§ **Exercise goal**
Working line by line, output the entries below exactly as they appear.
*** Data ***
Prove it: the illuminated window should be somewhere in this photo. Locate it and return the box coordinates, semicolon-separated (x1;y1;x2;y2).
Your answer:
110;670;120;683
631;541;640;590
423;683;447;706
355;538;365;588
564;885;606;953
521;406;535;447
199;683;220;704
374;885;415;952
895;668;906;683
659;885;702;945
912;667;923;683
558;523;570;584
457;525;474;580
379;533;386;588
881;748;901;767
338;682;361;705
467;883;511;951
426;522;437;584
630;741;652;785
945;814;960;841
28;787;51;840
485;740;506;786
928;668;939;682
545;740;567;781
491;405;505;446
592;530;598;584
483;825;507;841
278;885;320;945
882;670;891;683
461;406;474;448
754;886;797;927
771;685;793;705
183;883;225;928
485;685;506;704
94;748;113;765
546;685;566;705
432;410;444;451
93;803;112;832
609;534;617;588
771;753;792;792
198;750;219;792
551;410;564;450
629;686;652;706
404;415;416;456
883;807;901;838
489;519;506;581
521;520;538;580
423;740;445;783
*** End of Data ***
§ **Solution to this task**
Prove it: the illuminated window should be somewhere in this photo. Locate it and return the box coordinates, semicolon-separated (x1;y1;x2;y2).
Your answer:
110;670;120;683
631;541;640;590
423;683;447;706
355;538;365;588
564;885;606;953
521;406;535;447
199;683;220;704
374;885;415;952
895;668;906;683
659;885;702;945
912;667;923;683
558;523;570;584
457;525;474;580
379;533;386;588
881;748;901;767
338;682;361;705
467;883;511;951
426;522;437;584
630;741;652;785
945;814;960;841
28;787;51;840
485;740;506;786
928;668;939;682
545;740;567;781
491;405;505;446
592;530;598;584
483;825;507;841
278;885;320;945
882;670;891;683
461;406;474;448
754;886;797;927
771;685;793;705
183;883;225;928
485;685;506;704
94;748;113;765
546;685;566;705
432;410;444;451
93;803;112;832
609;534;617;588
771;753;792;792
198;750;219;792
551;410;564;450
629;686;652;706
404;415;416;456
883;807;901;838
489;519;506;581
521;520;538;580
423;740;445;783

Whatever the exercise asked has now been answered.